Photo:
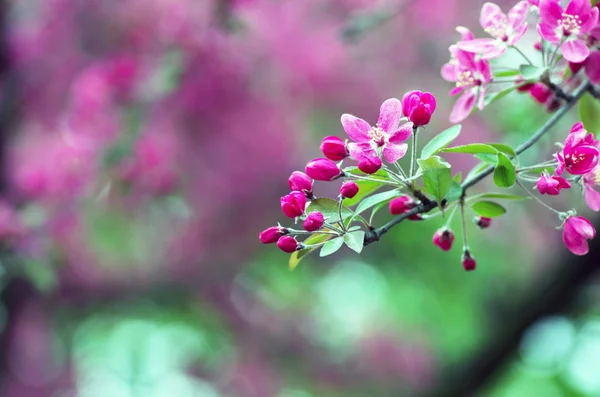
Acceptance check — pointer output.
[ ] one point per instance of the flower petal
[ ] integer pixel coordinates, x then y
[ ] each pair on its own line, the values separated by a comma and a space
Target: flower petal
392, 152
463, 106
575, 51
356, 128
390, 114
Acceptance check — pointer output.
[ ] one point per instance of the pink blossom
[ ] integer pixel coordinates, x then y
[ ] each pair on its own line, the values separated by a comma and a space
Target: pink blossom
590, 181
551, 185
471, 76
580, 153
576, 232
418, 107
443, 238
506, 30
568, 27
383, 138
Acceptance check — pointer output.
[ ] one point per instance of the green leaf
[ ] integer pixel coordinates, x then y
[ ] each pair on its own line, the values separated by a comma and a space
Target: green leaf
432, 162
437, 182
501, 196
331, 246
488, 209
376, 199
504, 174
589, 112
440, 141
472, 148
297, 256
365, 188
355, 240
454, 193
531, 72
329, 208
506, 73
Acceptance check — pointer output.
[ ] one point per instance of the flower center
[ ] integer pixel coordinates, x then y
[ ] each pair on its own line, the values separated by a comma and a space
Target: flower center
571, 24
377, 135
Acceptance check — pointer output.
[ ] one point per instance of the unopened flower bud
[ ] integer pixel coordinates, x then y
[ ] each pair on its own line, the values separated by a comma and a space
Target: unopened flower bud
418, 107
334, 148
288, 244
293, 204
322, 169
369, 165
300, 182
272, 234
314, 221
443, 238
349, 189
483, 222
469, 263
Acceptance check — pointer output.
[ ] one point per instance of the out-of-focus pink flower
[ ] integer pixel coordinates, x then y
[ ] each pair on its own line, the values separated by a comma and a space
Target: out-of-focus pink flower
568, 27
313, 221
293, 204
506, 30
288, 244
334, 148
551, 185
577, 230
443, 238
383, 138
471, 76
322, 169
590, 181
418, 107
349, 189
580, 153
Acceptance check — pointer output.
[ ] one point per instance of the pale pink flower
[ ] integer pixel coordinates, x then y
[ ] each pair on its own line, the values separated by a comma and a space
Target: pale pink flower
576, 232
385, 137
506, 30
568, 27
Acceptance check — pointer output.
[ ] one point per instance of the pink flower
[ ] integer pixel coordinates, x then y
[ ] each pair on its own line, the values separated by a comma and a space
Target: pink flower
551, 185
471, 76
288, 244
300, 182
334, 148
314, 221
576, 232
580, 153
568, 27
383, 138
591, 180
293, 204
349, 189
506, 30
443, 238
322, 169
272, 234
418, 107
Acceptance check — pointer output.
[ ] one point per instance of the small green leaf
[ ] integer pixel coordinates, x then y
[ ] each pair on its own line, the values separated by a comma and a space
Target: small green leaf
506, 73
297, 256
355, 240
331, 246
437, 182
440, 141
488, 209
530, 72
472, 148
504, 174
589, 112
454, 193
329, 208
376, 199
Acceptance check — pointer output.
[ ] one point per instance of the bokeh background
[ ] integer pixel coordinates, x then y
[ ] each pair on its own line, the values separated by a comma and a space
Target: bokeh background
145, 143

> The task: Quote all the lines above exactly as given. Do not include the pictures.

> The result:
Photo:
Acceptance check — pointer output.
[ ] one point per instance of the flower petal
[ ] integer pixel coordinates, x then y
[ ] each pair on its own line, the values separated by a comma and a space
Target: flower petal
392, 152
463, 106
575, 51
356, 128
390, 114
Acceptance check — pointer output.
[ ] one point per instance of the pink blossom
[ ] integer pixel coordinates, x then y
[ ] each pair on its own line, the values separated by a comma and a space
Target: pink blossom
590, 181
551, 185
471, 76
580, 153
576, 232
418, 107
443, 238
506, 30
568, 27
383, 138
Acceptance check — pointer output.
[ ] one point per instance of the green leaf
[ ] integer pixel coordinates, x then y
[ ] each pair on its own line, the values separated by a comma and a space
Target: green leaf
432, 162
437, 182
501, 196
331, 246
488, 209
376, 199
504, 174
589, 112
440, 141
472, 148
297, 256
365, 188
355, 240
454, 193
531, 72
329, 208
506, 73
Acceptance check — pointer output.
[ ] one point per instance of the flower center
[ ] integer pixel coordinates, x then y
[ ] each pair on its own line, the values separated by a comma and a space
Target: flower center
571, 24
377, 135
Acceptance check — pointer output.
[ ] one point per instance of the unopened flower bud
[ ] integer pixel coordinates, x then y
[ ] each pair on its own line, the values separated by a comma and a space
Target: unopened flower bud
418, 107
334, 148
288, 244
293, 204
322, 169
369, 165
300, 182
272, 234
314, 221
443, 238
349, 189
483, 222
469, 263
Acceptance check — pointer output.
[ ] one point per instance of the out-of-focus pink flower
[ ] integer pixel coordinates, x then y
[ ] each pair on its own line, the values separated by a comma and a space
Target: out-of-focus pink flower
568, 27
313, 221
293, 204
506, 30
288, 244
334, 148
551, 185
577, 230
443, 238
383, 138
471, 76
322, 169
590, 181
418, 107
349, 189
580, 153
Acceptance check — pointer output.
[ ] one point per instance of the pale pink flower
[ ] integer pixel coordinates, x then y
[ ] each pair on its own line, the values separated by a comma and a space
Target: pale pink flower
576, 232
385, 137
506, 30
568, 27
Acceptance check — pointer output.
[ ] one point per instance of the pink flower
[ ] integer pixel coordinates, x then y
[ ] each pair on its own line, the values separated by a comma and a space
Target: pink flower
551, 185
471, 76
288, 244
300, 182
334, 148
314, 221
576, 232
580, 153
568, 27
383, 138
591, 180
293, 204
349, 189
506, 30
443, 238
322, 169
272, 234
418, 107
Acceptance check — pointer output.
[ ] one point per instance of the small green leaf
[ ] integer pixel coordinates, x then y
[ ] each pair on its own line, the values separated by a comma and a space
Target: small green leaf
506, 73
297, 256
355, 240
331, 246
437, 182
440, 141
488, 209
530, 72
472, 148
504, 174
589, 112
454, 193
329, 208
376, 199
Acceptance check — pointer output.
[ ] one point per instance of the bokeh background
[ ] integer pixel coordinates, x then y
[ ] each pair on its own line, the values separated by a comma and a space
Target: bokeh background
145, 143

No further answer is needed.